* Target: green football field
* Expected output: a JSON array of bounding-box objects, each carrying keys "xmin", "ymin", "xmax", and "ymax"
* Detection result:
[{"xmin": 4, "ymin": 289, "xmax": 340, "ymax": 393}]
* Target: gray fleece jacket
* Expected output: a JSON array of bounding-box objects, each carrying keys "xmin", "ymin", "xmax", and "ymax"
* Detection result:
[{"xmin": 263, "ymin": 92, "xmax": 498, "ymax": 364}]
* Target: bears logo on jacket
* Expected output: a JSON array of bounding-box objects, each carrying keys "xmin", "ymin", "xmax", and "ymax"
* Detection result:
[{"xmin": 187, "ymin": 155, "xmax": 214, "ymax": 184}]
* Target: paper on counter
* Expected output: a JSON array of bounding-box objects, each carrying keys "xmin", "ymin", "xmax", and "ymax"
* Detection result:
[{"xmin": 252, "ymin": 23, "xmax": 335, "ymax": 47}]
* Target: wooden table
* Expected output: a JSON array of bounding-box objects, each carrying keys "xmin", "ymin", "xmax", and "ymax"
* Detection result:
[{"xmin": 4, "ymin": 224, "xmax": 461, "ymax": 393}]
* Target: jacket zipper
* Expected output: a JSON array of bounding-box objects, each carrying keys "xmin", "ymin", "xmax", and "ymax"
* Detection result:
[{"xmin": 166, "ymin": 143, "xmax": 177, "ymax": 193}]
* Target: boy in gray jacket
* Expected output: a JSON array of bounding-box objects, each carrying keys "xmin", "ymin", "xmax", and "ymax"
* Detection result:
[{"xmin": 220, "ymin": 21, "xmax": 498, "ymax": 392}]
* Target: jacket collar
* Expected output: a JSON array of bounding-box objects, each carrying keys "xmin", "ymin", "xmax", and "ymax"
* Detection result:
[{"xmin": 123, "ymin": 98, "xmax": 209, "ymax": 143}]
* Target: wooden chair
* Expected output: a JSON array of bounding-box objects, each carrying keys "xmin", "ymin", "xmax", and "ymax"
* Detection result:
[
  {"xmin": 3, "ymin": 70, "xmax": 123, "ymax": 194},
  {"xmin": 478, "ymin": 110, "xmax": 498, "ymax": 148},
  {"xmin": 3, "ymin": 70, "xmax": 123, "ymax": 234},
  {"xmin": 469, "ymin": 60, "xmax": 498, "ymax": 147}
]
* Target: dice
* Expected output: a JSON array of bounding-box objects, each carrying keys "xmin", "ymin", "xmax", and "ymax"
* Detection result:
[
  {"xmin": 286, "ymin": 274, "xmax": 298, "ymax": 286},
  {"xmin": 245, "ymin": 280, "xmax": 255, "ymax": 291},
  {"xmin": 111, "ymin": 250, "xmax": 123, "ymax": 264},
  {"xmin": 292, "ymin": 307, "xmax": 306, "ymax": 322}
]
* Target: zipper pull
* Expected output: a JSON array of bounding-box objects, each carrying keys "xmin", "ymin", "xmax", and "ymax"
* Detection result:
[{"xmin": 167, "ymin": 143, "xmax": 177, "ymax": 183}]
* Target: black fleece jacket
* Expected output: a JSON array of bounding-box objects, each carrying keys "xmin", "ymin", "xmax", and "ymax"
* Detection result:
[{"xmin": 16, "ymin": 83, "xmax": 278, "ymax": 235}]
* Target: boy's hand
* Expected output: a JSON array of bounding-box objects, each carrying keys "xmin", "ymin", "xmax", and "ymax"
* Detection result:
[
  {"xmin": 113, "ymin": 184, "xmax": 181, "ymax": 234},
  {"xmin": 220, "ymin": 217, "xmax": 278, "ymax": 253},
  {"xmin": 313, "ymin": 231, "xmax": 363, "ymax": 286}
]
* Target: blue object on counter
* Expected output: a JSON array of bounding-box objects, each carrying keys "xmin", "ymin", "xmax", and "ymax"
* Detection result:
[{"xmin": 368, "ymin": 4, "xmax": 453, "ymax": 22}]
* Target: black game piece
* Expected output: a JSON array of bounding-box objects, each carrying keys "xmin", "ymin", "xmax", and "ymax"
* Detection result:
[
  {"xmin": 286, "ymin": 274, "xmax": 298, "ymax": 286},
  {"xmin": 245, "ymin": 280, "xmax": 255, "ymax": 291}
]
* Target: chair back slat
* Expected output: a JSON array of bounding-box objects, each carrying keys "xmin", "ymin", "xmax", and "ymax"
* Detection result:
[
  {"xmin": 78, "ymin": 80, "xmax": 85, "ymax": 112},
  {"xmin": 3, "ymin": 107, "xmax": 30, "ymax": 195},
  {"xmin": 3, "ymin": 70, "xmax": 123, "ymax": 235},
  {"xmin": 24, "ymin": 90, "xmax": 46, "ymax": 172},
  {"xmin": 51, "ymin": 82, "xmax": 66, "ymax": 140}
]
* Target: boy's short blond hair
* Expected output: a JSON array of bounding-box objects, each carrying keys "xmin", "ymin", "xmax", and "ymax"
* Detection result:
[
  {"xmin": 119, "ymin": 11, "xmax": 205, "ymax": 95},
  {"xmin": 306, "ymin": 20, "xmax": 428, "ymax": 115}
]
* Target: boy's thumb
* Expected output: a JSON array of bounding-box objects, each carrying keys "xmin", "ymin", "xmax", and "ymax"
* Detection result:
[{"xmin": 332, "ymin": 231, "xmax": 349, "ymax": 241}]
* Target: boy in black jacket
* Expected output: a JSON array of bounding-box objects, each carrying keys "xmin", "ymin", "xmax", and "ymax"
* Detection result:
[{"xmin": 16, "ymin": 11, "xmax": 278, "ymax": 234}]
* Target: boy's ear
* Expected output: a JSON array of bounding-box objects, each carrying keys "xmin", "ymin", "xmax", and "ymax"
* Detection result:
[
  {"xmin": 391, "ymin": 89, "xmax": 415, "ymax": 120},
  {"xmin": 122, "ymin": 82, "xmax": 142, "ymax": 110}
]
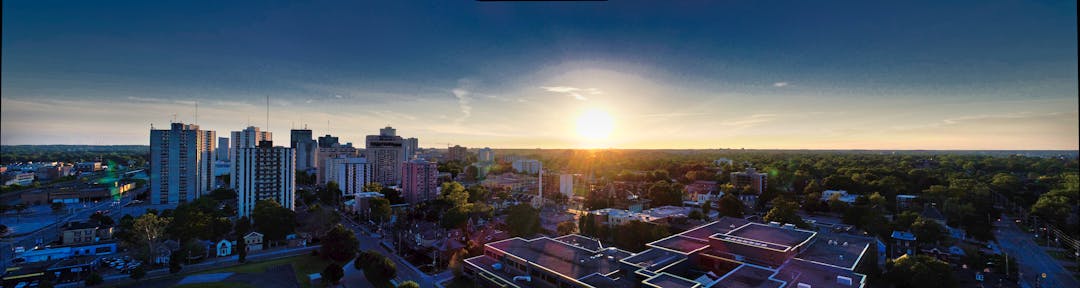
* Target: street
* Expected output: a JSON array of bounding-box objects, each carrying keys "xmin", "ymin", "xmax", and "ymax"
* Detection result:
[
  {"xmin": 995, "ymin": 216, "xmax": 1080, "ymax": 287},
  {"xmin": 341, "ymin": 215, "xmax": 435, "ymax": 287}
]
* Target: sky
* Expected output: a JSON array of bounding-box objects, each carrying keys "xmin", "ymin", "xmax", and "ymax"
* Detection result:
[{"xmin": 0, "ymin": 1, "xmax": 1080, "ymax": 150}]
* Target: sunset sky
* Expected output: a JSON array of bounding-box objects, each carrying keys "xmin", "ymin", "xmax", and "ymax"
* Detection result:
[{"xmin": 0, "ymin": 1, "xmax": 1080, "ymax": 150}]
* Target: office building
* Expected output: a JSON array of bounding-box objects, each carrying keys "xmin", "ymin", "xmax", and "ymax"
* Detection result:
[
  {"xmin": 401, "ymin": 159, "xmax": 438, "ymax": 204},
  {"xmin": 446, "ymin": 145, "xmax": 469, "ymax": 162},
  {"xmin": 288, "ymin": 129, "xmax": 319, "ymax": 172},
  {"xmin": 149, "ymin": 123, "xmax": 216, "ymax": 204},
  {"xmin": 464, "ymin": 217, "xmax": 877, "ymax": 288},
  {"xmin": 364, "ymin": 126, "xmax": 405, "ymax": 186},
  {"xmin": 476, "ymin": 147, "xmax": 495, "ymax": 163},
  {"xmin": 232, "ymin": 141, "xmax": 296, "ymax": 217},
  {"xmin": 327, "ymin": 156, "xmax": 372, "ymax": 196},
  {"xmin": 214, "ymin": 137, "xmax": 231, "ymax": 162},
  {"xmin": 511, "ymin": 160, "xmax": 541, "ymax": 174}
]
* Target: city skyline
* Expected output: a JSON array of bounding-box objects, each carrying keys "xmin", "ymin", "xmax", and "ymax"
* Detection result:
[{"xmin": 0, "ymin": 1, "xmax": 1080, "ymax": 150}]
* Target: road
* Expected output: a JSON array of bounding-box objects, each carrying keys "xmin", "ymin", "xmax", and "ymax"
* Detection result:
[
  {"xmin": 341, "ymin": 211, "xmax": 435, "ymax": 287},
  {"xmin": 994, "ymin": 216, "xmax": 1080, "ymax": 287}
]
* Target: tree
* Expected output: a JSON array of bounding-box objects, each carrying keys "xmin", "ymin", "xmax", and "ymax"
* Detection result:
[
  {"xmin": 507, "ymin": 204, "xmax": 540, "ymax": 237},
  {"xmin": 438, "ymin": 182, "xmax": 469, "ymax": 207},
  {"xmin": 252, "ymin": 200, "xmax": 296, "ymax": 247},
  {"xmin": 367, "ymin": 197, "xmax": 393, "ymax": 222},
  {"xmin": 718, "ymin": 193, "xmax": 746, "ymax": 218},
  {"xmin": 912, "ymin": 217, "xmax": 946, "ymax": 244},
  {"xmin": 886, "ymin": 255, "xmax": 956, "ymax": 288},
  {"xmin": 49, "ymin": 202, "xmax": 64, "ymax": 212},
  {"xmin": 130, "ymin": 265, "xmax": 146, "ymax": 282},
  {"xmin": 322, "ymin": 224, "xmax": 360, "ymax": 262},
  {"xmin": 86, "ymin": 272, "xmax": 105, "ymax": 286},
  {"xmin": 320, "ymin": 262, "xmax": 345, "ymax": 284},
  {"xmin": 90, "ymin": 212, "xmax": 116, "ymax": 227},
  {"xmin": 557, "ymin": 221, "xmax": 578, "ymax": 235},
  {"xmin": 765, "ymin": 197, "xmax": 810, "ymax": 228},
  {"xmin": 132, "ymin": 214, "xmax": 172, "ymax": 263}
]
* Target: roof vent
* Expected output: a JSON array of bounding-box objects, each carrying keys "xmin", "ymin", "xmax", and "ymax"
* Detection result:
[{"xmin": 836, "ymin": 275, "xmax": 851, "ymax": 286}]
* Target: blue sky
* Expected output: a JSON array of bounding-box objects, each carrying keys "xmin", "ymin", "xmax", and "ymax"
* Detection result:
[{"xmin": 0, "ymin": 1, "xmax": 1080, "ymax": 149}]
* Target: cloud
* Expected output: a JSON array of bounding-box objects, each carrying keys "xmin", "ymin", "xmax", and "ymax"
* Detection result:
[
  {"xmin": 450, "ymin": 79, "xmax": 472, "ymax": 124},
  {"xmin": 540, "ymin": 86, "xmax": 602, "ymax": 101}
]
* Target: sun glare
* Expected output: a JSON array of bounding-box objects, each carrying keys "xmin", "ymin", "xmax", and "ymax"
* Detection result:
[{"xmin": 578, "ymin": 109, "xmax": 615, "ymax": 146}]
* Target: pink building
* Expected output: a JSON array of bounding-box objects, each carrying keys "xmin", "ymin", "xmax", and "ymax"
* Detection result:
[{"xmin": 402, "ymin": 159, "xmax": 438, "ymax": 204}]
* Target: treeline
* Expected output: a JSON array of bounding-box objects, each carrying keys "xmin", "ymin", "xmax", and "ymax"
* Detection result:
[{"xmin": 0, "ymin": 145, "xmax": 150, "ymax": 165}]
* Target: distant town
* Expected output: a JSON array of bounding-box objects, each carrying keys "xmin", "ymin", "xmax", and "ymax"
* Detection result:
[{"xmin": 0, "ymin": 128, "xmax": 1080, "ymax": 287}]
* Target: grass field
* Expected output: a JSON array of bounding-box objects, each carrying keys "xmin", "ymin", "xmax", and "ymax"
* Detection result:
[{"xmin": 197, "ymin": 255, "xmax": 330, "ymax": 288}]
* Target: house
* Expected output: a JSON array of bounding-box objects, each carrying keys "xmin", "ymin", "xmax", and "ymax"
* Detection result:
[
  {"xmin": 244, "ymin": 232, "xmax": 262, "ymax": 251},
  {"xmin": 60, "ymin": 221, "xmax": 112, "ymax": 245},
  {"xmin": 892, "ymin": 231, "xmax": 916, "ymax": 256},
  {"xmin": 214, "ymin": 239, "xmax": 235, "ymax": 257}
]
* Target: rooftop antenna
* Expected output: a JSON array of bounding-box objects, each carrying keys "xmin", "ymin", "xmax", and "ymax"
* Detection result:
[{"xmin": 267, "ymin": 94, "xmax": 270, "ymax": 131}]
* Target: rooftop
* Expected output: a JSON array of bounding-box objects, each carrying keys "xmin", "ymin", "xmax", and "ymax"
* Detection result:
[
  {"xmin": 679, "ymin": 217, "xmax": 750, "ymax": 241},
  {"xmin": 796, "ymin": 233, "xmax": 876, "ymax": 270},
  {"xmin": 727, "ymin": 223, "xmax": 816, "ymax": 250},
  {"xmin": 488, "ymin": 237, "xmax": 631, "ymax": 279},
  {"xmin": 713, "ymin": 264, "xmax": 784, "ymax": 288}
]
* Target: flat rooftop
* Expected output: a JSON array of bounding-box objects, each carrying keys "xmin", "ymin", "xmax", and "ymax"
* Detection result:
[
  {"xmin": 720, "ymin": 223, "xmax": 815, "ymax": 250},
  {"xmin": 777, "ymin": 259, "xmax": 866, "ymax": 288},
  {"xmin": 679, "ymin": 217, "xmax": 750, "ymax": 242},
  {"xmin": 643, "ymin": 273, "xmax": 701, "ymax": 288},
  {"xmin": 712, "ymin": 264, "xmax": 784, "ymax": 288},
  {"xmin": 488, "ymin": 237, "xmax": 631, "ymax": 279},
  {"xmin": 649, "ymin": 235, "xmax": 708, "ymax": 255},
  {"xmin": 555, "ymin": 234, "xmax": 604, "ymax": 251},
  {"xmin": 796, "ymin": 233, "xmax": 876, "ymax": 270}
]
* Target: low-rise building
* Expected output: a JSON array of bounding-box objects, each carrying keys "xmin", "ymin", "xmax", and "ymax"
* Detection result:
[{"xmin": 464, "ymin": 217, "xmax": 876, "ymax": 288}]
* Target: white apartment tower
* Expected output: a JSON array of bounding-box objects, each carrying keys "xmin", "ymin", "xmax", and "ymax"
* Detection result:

**What is expected**
Extract every line of the entries above that contains the word "counter" and list those lines in their original order.

**Solved exercise**
* Target: paper on counter
* Target: blue object on counter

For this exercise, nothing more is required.